§ DATA LISTING
## Start

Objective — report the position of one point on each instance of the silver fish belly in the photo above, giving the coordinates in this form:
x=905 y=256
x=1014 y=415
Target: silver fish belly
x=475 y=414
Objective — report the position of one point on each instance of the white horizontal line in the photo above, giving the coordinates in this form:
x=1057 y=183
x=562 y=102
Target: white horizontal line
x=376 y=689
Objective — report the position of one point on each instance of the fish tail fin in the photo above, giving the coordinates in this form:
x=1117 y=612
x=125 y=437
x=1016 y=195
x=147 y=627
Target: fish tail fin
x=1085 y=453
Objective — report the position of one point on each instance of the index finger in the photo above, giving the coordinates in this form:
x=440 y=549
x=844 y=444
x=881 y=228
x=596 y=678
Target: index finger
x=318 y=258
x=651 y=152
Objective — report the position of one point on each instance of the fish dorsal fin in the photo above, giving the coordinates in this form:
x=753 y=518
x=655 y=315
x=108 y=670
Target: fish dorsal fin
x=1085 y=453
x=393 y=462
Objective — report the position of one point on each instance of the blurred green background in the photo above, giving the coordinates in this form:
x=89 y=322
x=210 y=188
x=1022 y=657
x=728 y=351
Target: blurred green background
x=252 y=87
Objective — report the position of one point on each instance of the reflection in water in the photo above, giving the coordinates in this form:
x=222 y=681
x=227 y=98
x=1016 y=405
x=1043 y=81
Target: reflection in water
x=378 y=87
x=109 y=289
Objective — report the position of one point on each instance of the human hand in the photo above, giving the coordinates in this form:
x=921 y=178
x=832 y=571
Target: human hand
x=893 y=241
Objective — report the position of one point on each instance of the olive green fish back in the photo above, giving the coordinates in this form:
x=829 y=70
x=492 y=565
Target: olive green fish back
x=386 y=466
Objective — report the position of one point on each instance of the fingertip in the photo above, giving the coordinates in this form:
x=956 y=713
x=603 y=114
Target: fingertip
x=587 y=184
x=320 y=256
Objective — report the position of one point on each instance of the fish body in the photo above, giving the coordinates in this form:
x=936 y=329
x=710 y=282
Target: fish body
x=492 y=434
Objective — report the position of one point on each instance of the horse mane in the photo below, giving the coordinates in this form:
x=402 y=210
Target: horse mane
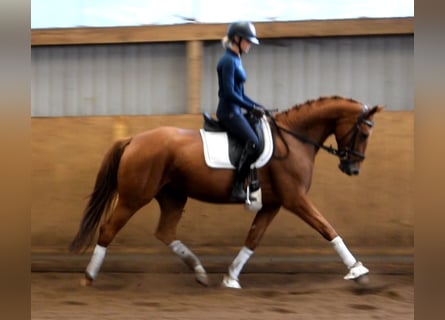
x=308 y=106
x=317 y=102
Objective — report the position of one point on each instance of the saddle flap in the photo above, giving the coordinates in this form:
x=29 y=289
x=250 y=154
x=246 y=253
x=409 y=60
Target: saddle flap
x=222 y=151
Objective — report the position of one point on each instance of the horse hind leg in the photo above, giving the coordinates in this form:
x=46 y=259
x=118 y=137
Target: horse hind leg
x=259 y=226
x=172 y=204
x=108 y=230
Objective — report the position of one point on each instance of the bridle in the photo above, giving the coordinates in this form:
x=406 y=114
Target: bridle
x=343 y=154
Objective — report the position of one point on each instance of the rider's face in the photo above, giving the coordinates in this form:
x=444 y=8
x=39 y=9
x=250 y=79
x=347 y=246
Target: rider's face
x=245 y=45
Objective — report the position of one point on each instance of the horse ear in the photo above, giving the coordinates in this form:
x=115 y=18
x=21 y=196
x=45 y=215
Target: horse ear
x=373 y=110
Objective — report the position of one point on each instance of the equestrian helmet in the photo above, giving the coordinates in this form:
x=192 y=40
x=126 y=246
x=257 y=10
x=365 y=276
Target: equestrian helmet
x=243 y=29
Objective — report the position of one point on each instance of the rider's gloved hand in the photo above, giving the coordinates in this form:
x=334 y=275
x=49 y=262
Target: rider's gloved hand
x=258 y=111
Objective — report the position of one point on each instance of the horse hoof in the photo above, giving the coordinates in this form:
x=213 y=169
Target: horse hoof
x=362 y=280
x=85 y=282
x=229 y=282
x=357 y=271
x=202 y=278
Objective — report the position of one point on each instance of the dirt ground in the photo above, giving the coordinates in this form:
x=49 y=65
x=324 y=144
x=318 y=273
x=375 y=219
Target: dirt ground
x=314 y=295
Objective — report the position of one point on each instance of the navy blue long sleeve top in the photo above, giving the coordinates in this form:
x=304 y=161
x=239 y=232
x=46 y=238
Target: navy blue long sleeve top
x=231 y=78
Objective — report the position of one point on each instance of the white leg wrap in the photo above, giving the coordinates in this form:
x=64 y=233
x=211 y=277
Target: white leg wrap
x=186 y=255
x=96 y=261
x=191 y=260
x=238 y=264
x=344 y=253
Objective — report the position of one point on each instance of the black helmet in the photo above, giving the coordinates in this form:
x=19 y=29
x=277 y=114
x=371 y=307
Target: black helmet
x=243 y=29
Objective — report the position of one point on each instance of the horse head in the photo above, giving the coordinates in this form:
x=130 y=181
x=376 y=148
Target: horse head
x=352 y=139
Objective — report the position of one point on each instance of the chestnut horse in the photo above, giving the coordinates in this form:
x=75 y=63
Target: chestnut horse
x=168 y=164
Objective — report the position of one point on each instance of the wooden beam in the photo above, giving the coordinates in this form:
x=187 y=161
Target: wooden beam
x=206 y=32
x=194 y=65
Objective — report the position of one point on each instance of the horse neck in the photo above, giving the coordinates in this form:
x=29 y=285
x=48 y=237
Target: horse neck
x=317 y=120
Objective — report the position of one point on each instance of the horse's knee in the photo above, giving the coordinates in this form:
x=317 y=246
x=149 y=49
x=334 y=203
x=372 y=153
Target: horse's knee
x=106 y=234
x=164 y=237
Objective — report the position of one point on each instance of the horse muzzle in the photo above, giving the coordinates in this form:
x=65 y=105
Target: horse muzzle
x=351 y=168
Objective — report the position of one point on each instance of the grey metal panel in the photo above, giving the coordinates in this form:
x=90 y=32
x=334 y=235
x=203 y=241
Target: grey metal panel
x=108 y=80
x=151 y=78
x=281 y=73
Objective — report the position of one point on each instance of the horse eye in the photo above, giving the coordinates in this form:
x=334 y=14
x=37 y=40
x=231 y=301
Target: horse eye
x=363 y=136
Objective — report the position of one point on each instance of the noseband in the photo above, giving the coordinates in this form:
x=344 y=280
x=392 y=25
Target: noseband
x=343 y=154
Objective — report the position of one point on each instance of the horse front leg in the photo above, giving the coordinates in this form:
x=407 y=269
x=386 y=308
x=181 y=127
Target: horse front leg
x=259 y=225
x=303 y=207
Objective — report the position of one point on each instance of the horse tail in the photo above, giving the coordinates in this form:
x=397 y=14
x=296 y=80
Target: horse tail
x=102 y=197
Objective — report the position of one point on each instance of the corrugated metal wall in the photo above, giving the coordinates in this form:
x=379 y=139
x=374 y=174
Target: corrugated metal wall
x=151 y=78
x=108 y=80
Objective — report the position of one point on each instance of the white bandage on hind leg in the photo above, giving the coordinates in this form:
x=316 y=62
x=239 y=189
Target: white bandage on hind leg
x=186 y=255
x=96 y=261
x=239 y=262
x=344 y=253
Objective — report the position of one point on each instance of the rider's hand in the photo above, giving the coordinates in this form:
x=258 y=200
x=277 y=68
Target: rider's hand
x=258 y=111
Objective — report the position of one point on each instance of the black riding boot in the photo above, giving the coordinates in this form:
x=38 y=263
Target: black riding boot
x=242 y=170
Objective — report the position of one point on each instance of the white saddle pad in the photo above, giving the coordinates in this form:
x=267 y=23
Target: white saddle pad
x=216 y=148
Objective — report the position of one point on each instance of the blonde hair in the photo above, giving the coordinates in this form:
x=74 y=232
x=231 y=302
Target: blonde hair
x=226 y=43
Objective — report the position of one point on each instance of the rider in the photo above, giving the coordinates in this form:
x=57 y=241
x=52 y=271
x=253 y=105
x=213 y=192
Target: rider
x=231 y=77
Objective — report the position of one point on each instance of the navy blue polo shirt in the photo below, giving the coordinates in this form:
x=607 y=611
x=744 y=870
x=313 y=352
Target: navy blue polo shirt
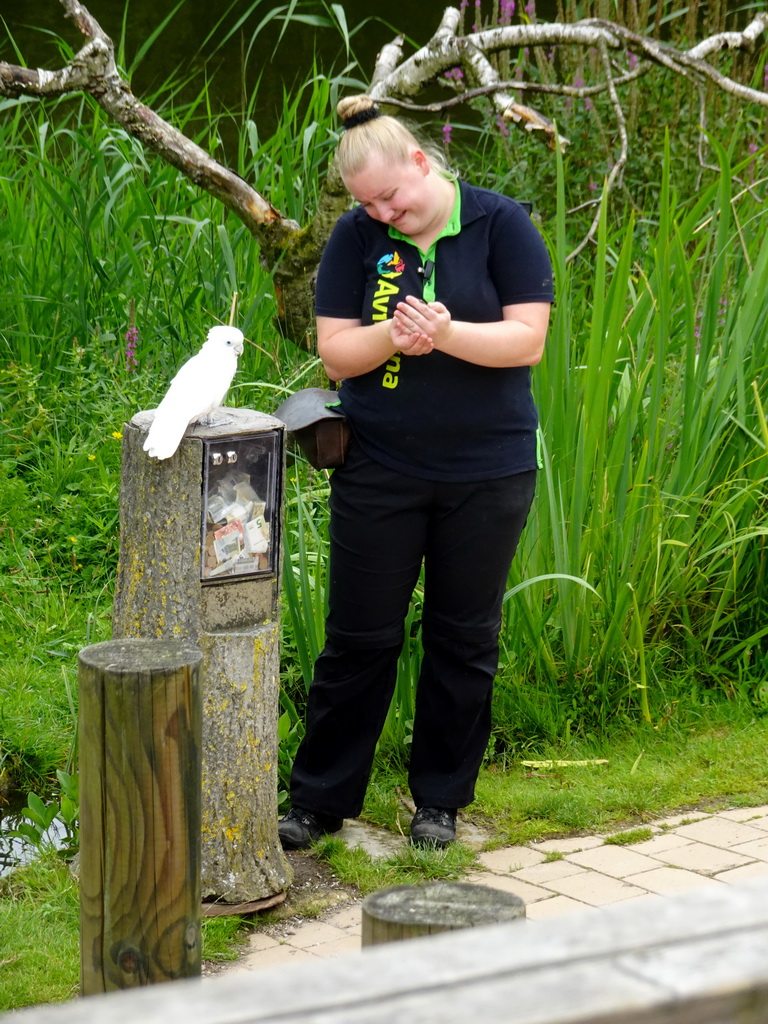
x=438 y=417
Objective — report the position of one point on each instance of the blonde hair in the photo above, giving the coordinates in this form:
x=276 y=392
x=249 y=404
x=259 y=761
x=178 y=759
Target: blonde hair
x=380 y=135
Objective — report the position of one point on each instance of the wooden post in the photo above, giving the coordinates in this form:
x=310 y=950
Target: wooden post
x=140 y=724
x=408 y=911
x=237 y=625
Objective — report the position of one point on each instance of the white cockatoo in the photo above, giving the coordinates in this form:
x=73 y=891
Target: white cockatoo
x=196 y=391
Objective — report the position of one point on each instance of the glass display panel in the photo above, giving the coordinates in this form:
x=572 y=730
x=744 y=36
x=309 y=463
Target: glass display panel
x=241 y=506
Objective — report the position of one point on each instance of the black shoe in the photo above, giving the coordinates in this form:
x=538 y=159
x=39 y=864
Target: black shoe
x=433 y=826
x=300 y=828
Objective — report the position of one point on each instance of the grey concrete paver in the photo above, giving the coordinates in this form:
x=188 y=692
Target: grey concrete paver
x=757 y=869
x=659 y=844
x=720 y=832
x=511 y=858
x=540 y=875
x=705 y=858
x=595 y=889
x=757 y=848
x=757 y=816
x=668 y=881
x=555 y=906
x=508 y=884
x=315 y=933
x=571 y=845
x=616 y=861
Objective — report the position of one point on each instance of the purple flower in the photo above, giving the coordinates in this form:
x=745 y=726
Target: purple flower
x=506 y=10
x=131 y=337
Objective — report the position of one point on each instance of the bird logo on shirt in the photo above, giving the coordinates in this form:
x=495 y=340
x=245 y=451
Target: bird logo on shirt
x=390 y=265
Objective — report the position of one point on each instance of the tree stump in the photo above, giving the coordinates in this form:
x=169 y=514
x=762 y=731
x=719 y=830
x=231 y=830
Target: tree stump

## End

§ TASK INSTRUCTIONS
Put the stretch of the items above, from the line containing "the wooden beam" through the line containing "x=164 y=237" (both included), into a Markdown table with the columns Row and Line text. Number each row and leave out blank lines.

§ THE REPLY
| Row | Line text |
|---|---|
| 1 | Objective — report the position of one point on each instance of the wooden beam in the photo above, giving the coordinates in this form: |
| 2 | x=187 y=161 |
| 3 | Target: wooden beam |
| 4 | x=206 y=32 |
| 5 | x=194 y=65 |
| 6 | Objective — report the position of one point on each instance of the horse neck in the photo above, giving the coordinates in this form: |
| 7 | x=29 y=285 |
| 8 | x=48 y=237 |
| 9 | Target: horse neck |
| 10 | x=317 y=120 |
| 11 | Objective — report the position of one point on each instance of the horse's knee in the photo above, giving the coordinates in this form: |
| 12 | x=317 y=246 |
| 13 | x=149 y=49 |
| 14 | x=334 y=203 |
| 15 | x=372 y=153 |
| 16 | Target: horse's knee |
| 17 | x=106 y=234 |
| 18 | x=164 y=237 |